» **TASK INSTRUCTIONS**: Retype each of the following entries line for line, without changing a single character.

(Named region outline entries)
·····

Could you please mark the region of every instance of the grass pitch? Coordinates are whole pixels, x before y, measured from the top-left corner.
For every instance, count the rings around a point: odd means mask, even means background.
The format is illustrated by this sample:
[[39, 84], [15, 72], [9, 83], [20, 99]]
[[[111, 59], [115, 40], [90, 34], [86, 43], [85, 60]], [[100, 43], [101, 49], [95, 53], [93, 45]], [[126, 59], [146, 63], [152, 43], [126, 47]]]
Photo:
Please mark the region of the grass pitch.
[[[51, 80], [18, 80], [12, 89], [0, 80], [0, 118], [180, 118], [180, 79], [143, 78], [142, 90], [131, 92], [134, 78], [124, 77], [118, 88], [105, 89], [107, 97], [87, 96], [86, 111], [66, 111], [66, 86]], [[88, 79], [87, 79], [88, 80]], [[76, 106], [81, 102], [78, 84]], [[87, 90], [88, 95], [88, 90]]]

·····

» **TASK RESPONSE**:
Could you please mark the region of every instance of the grass pitch? Coordinates are whole pixels, x before y, measured from the top-left corner.
For every instance, count the rings around a point: odd means mask, even means background.
The format is illustrated by this sample:
[[39, 84], [15, 72], [9, 83], [20, 99]]
[[[111, 59], [115, 40], [90, 34], [86, 43], [85, 60]], [[100, 43], [101, 49], [95, 53], [93, 45]], [[126, 59], [146, 63], [152, 43], [126, 47]]]
Photo:
Please mark the region of the grass pitch.
[[[51, 80], [18, 80], [12, 89], [0, 80], [0, 118], [180, 118], [180, 79], [143, 78], [142, 90], [131, 92], [134, 78], [124, 77], [118, 88], [105, 89], [107, 97], [87, 96], [86, 111], [66, 111], [66, 86]], [[88, 79], [87, 79], [88, 80]], [[76, 106], [81, 102], [78, 84]], [[87, 90], [88, 95], [88, 90]]]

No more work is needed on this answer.